** O que fazer **
(1) Disponha todas as linhas das entradas do conjunto de dados como uma lista JSON de strings, uma por linha, omitindo as linhas em branco e deixando as imagens de fora.
(2) Retome o trecho sobre o rompimento com o PCB e dê-lhe continuidade a partir do ponto em que ele termina.

Sobre meu rompimento com o PCB

Joycemar Tejo - Publicado: Sábado, 13 Dezembro 2014 09:12

Eu me desliguei do PCB em outubro deste ano, em meio às discussões sobre a posição correta para o segundo turno presidencial de 2014. Como o motivo explicitado foi a discordância com a linha tirada pelo CC do Partido, alguns camaradas, na época -inclusive de dentro da organização-, comentaram comigo que "não havia necessidade" de sair por isso, como se a questão fosse estritamente eleitoral. Mas o tópico eleitoral foi apenas o estopim de uma escolha que eu já vinha amadurecendo. Em respeito a essas pessoas, gostaria de voltar ao assunto.


O motivo público, como dito, foi a questão do voto nulo. Falei a respeito em minha nota no Facebook e me reporto a ela [artigo postado também no Diário Liberdade: aqui]. Entendo que é questão vital -no sentido mais literal do termo- para uma organização revolucionária ter noção de tempo, de momento, de oportunidade. O PCB falhou fragorosamente nisso. Nos segundos turnos de 2006 e 2010 capitulou à cantilena do voto crítico, isso quando o PT tinha larga vantagem e a oposição de direita se mostrava tímida. Já no momento atual, quando a esquerda tem sido agredida fisicamente nas ruas, como no infame 20 de junho de 2013, quando sem o menor pudor a grande mídia -de Merval n'"O Globo" à Veja- fala em impeachment, quando PT e PSDB disputam uma eleição na margem de erro... O PCB, de forma "purista", reconhece que o PT não é assim diferente do PSDB e o voto nulo se justifica. Isto é, toda a retórica dos anos anteriores que embasou o voto crítico no passado, deixou de valer na conjuntura atual, quando o PT se mostra, na conjuntura, como a opção efetivamente menos pior (e é duro aceitar isso), e o PCB, então, "acorda" para o fato de que os dois são iguais e que é preciso votar nulo.
 
Esse despertar não poderia ter vindo em pior hora. E podemos interpretá-lo sob dois ângulos. O mais óbvio seria a miopia partidária; a falta da devida percepção da realidade, querendo, de forma inoportuna, "correr atrás do prejuízo" e, dando tapinhas no próprio ombro, poder se olhar no espelho e se enxergar como um autêntico revolucionário. Seria um erro honesto, um erro, mas honesto. Não se está a imune a isso. Já o outro ângulo é um pouco mais sombrio. Seria o partido voluntariamente optar por essa tática, no afã de buscar inserção junto aos setores da vanguarda (pois isso tudo diz respeito à vanguarda, a massa trabalhadora nada tem a ver com isso) que adotam o voto nulo por princípio e que têm chamado a atenção com sua postura mais "combativa" aos olhos da mídia, como a FIP. Sombrio, porque escancaria de vez o total descolamento (e não apenas falta de percepção) da realidade e aguetização do Partido, e, também aqui, uma miopia suicida- porque, ironia das ironias, tais setores são hostis ao PCB e a qualquer agremiação que possua registro partidário.

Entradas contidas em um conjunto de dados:
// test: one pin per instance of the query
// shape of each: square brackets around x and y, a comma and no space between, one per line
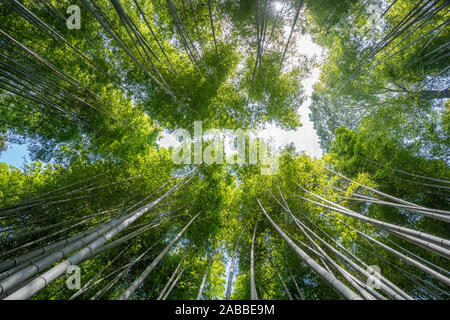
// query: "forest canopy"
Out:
[91,86]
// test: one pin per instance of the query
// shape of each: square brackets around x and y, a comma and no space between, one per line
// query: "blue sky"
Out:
[304,138]
[14,155]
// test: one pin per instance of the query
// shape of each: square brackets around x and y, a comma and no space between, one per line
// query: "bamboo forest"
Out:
[354,203]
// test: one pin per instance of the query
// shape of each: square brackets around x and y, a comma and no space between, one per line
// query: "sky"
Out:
[304,138]
[15,154]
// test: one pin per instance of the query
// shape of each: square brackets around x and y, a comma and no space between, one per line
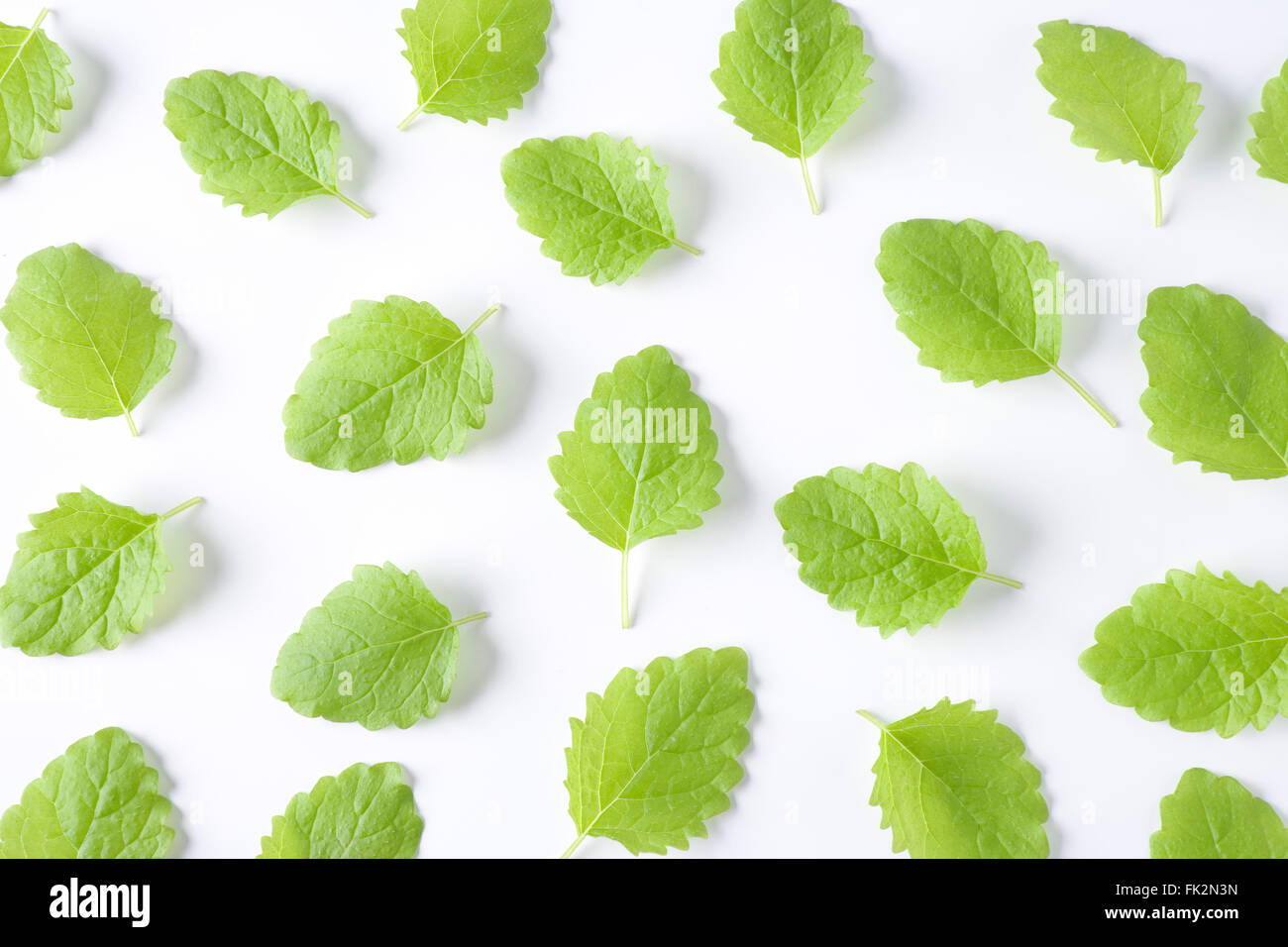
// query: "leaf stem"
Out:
[1158,198]
[1003,579]
[180,508]
[482,318]
[574,847]
[357,208]
[626,604]
[1086,395]
[871,718]
[809,185]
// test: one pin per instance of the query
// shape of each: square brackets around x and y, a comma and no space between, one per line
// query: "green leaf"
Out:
[35,88]
[1270,127]
[365,812]
[1218,382]
[657,754]
[952,783]
[600,206]
[377,651]
[791,72]
[890,545]
[473,59]
[982,304]
[254,141]
[393,380]
[97,800]
[639,462]
[88,338]
[1203,652]
[1214,815]
[1122,98]
[84,578]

** Respostas do exercício **
(1)
[
  "// test: one pin per instance of the query",
  "// shape of each: square brackets around x and y, a comma and no space between, one per line",
  "// query: \"forest canopy\"",
  "Out:",
  "[91,86]",
  "// test: one pin per instance of the query",
  "// shape of each: square brackets around x and y, a comma and no space between, one per line",
  "// query: \"blue sky\"",
  "Out:",
  "[304,138]",
  "[14,155]",
  "// test: one pin per instance of the query",
  "// shape of each: square brackets around x and y, a comma and no space between, one per line",
  "// query: \"bamboo forest\"",
  "Out:",
  "[354,203]",
  "// test: one pin per instance of the query",
  "// shape of each: square brackets around x and y, a comma and no space between, one per line",
  "// query: \"sky\"",
  "Out:",
  "[304,138]",
  "[15,154]",
  "// test: one pin per instance of the query",
  "// shape of each: square brackets around x and y, a comma and no space between, one per line",
  "// query: \"leaf stem\"",
  "Out:",
  "[1158,198]",
  "[1003,579]",
  "[180,508]",
  "[482,318]",
  "[574,847]",
  "[357,208]",
  "[626,604]",
  "[1086,395]",
  "[871,718]",
  "[809,185]",
  "// test: one pin per instance of the query",
  "// shape of each: square brackets around x and y, a comma and no space between, one per line",
  "// query: \"green leaf\"",
  "Out:",
  "[35,88]",
  "[1270,127]",
  "[365,812]",
  "[1218,382]",
  "[657,754]",
  "[952,783]",
  "[600,206]",
  "[377,651]",
  "[791,72]",
  "[890,545]",
  "[473,59]",
  "[982,304]",
  "[254,141]",
  "[393,380]",
  "[97,800]",
  "[639,462]",
  "[88,338]",
  "[1203,652]",
  "[1214,815]",
  "[1122,98]",
  "[84,578]"
]

(2)
 
Quando falo em miopia partidária, é preciso deixar claro: é miopia do Comitê Central do Partido, porque é dele que baixam as decisões. Mas não basta essa miopia; além de tudo, é descida imperativamente, sem mediações, para o cumprimento acrítico por parte das bases. E há fiscalização severa sobre eventuais recalcitrantes, e voltaremos a isso. Não adianta aqui falar que é tudo democrático e que as bases podem se manifestar, se sabemos que as posições das bases, quando conseguem subir, são apenas de caráter opinativo ou, quando muito, consultivo. Aliás, que o debate, apesar de ser (a princípio) estimulado, nem sempre é considerado, fica patente nas etapas congressuais. Salta-me à lembrança por exemplo a discussão em torno da natureza da República Popular da China no XIV Congresso de 2009, que, apesar de profícua, rica e complexa, deixando claro que há camaradas com posições radicalmente distintas sobre o caráter da experiência chinesa, não foi considerada para alterar uma vírgula sequer do projeto de resolução inicial. Ou seja: o plenário pode discutir à vontade, mas muito já está definido de antemão.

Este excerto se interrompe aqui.